* [What the task asks]:
Extract, exactly as written, all lines of the material below from the line that includes "the bride's hand" through its last line.

(Position annotation records)
● ● ●
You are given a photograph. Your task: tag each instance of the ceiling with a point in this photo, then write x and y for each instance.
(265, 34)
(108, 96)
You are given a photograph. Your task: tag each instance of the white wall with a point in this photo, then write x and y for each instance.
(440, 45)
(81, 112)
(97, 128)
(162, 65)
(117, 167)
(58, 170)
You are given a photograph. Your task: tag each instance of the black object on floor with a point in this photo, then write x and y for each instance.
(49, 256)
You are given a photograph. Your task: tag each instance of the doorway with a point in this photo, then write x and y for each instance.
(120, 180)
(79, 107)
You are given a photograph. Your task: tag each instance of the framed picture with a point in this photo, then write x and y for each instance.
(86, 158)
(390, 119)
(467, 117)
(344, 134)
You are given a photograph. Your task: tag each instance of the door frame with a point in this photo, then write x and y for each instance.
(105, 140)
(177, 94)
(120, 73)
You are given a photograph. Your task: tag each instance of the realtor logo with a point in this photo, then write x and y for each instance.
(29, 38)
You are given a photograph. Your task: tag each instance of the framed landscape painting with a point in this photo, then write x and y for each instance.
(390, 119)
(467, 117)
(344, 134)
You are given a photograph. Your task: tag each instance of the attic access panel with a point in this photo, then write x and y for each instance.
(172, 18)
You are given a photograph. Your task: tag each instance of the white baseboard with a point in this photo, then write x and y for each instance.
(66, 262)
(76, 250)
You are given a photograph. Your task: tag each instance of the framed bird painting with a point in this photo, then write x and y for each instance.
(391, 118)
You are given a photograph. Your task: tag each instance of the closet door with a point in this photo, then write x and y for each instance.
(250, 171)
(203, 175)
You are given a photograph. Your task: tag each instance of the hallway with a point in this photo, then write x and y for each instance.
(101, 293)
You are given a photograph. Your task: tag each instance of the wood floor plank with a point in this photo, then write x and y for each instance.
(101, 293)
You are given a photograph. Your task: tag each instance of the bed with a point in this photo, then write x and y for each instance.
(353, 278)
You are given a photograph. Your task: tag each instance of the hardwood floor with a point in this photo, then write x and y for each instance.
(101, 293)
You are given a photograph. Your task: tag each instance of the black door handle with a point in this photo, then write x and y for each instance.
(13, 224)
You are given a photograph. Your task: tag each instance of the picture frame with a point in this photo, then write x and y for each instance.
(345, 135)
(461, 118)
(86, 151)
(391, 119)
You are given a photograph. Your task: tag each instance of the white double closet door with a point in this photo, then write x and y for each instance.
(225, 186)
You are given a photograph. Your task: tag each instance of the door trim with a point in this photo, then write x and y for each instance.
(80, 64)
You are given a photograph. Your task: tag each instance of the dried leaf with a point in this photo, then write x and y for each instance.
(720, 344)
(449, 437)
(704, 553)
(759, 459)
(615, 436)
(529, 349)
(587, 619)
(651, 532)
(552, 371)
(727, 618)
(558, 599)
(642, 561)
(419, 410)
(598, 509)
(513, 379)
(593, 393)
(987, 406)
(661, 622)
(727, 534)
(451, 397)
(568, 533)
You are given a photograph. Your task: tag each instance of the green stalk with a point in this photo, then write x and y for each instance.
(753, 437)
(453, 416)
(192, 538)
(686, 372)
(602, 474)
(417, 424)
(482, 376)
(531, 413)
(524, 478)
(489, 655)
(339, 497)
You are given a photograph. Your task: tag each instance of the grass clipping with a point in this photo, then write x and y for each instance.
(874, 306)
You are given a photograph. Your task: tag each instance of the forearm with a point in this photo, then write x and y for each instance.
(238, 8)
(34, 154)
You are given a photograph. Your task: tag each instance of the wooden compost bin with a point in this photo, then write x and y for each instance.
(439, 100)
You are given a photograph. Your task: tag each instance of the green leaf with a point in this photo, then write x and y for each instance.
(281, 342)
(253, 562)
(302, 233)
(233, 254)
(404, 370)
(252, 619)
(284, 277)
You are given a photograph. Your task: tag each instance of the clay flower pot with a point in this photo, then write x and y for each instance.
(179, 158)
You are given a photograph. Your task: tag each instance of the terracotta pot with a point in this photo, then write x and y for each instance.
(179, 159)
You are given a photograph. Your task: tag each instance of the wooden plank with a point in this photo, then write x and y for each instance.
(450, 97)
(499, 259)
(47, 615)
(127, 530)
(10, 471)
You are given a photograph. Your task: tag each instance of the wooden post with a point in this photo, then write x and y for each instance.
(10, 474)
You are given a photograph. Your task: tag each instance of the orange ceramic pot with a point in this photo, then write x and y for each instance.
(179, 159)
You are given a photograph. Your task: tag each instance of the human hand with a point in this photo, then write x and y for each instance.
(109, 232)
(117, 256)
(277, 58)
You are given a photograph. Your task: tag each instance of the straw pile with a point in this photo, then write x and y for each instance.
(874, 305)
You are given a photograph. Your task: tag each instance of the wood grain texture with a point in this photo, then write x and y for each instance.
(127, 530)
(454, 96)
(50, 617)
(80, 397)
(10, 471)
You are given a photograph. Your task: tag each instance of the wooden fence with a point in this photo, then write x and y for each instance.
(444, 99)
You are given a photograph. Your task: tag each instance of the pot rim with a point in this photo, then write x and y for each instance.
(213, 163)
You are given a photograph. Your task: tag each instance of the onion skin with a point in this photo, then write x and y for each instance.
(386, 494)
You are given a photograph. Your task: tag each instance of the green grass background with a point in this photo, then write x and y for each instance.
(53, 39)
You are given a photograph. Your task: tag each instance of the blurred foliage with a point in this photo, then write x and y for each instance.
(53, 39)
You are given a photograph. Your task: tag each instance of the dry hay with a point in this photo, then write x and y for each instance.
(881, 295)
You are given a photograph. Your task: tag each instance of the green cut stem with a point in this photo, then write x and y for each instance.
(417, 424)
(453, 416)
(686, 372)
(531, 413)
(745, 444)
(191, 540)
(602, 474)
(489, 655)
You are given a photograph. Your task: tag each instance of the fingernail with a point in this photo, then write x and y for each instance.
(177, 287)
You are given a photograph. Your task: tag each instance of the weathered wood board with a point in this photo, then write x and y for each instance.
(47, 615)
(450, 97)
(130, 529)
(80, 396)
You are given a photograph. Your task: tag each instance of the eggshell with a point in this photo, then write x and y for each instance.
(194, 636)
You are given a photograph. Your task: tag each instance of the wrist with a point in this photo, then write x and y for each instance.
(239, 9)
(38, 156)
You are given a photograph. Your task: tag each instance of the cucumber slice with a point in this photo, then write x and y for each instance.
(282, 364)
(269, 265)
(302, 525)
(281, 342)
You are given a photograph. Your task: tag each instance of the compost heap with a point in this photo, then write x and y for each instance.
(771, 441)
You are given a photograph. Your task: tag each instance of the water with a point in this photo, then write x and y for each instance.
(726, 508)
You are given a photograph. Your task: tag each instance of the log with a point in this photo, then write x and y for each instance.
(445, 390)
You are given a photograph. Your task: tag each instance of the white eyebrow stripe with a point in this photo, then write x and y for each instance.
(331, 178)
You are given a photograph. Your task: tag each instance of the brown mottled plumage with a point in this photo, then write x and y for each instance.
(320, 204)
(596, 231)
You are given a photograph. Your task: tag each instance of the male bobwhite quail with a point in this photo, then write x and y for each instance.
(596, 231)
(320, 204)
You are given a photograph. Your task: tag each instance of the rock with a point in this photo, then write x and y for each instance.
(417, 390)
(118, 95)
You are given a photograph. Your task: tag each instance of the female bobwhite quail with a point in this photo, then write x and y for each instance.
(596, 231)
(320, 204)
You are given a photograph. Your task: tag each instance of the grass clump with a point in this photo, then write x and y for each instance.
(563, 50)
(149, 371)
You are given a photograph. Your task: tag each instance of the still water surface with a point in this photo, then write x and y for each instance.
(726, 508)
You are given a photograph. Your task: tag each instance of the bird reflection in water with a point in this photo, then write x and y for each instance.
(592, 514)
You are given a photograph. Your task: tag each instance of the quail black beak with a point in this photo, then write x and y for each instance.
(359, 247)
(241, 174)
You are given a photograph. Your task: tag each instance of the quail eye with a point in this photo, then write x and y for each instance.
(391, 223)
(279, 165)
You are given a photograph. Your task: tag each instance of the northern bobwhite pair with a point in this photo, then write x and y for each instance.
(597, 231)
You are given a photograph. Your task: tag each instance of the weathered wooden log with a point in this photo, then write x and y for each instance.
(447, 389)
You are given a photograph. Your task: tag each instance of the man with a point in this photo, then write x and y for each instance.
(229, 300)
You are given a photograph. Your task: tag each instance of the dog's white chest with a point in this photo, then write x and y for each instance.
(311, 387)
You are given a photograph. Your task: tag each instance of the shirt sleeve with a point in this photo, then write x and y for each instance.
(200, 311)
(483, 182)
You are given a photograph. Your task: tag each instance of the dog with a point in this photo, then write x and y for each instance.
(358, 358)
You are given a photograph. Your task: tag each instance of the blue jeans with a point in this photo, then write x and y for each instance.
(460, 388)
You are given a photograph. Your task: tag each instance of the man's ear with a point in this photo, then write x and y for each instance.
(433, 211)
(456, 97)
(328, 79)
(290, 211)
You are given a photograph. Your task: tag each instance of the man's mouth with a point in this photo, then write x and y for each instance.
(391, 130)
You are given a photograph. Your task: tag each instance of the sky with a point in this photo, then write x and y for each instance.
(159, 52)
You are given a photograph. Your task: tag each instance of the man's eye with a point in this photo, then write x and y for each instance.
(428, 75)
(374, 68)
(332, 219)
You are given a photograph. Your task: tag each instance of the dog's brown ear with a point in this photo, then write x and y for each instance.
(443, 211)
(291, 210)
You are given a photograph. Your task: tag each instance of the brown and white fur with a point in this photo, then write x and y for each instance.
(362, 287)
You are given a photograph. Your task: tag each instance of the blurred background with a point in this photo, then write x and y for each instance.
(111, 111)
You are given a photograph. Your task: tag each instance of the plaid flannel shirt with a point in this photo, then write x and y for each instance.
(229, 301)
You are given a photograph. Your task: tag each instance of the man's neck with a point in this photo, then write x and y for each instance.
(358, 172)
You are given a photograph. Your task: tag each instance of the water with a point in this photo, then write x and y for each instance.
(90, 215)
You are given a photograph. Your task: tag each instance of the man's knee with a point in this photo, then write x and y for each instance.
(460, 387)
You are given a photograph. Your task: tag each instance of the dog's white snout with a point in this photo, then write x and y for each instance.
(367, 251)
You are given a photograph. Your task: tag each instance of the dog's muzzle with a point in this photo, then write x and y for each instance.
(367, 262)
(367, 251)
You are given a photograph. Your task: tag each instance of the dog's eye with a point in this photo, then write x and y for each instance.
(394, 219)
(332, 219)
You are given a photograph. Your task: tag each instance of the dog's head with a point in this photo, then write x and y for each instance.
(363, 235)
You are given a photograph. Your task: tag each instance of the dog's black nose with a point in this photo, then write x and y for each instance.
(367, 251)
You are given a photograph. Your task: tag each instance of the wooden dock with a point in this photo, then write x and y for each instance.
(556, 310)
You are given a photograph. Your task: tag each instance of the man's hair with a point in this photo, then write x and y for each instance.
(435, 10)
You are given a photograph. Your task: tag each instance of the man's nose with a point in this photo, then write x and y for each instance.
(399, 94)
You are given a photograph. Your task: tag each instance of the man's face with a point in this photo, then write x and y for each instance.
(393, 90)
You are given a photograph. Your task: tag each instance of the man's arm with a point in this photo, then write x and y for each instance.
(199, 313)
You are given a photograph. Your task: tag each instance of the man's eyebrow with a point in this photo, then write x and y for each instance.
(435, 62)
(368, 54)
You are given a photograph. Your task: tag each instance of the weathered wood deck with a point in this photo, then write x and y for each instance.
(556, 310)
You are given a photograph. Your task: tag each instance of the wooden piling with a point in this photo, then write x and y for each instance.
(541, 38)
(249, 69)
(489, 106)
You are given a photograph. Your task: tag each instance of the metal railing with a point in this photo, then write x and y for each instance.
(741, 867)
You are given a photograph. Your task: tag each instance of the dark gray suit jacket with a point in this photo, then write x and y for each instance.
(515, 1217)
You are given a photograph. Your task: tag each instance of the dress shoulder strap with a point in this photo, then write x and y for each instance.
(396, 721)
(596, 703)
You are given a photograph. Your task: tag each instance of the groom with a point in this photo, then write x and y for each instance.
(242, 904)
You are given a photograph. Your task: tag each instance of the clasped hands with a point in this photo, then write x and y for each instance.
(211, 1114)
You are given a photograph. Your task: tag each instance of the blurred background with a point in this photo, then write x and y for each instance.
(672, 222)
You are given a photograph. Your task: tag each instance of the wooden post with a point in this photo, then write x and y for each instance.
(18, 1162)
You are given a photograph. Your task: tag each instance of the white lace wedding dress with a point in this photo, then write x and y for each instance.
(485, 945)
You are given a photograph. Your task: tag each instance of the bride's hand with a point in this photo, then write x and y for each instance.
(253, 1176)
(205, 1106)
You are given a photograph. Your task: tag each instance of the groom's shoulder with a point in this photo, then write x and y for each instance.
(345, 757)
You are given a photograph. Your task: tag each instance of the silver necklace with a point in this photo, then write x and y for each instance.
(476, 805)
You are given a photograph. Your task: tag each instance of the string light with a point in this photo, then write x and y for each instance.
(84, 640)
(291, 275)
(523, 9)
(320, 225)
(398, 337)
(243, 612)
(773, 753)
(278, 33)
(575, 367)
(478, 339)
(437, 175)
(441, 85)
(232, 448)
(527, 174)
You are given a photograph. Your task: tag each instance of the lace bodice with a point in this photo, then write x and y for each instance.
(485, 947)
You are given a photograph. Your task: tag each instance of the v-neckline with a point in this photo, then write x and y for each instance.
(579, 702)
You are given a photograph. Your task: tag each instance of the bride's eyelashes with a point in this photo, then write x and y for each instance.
● ● ●
* [Response]:
You are given a photograph. Your task: tag each instance of the bride's hand with a point in this photo, then write x and y for each instance.
(253, 1176)
(205, 1106)
You are given a photograph. Your task: tag each instance of the groom's shoulder with a point in this photo, then write x and y for each instance.
(345, 757)
You are given a photograph. Your task: tag each instance of the silver necklace with a point in this photo, then write x and y for each instance.
(476, 805)
You are given a photograph. Your task: tag each instance of the string light with a point in this photo, then write x and y for each instance.
(84, 640)
(291, 275)
(523, 9)
(320, 225)
(398, 337)
(243, 612)
(773, 753)
(278, 33)
(575, 367)
(478, 339)
(437, 175)
(441, 85)
(232, 448)
(527, 174)
You are given a photograph. Your task: tag each instance of the lace bodice with a point in this photo, then write x and y for each instance.
(485, 947)
You are given a photograph. Your task: tag each instance of the v-neckline with a point in this photo, then write x and y for each instance.
(579, 702)
You are given a photograph. Your task: tag each instance of the bride's eyelashes with a point in this photo, then write x and y for each instance.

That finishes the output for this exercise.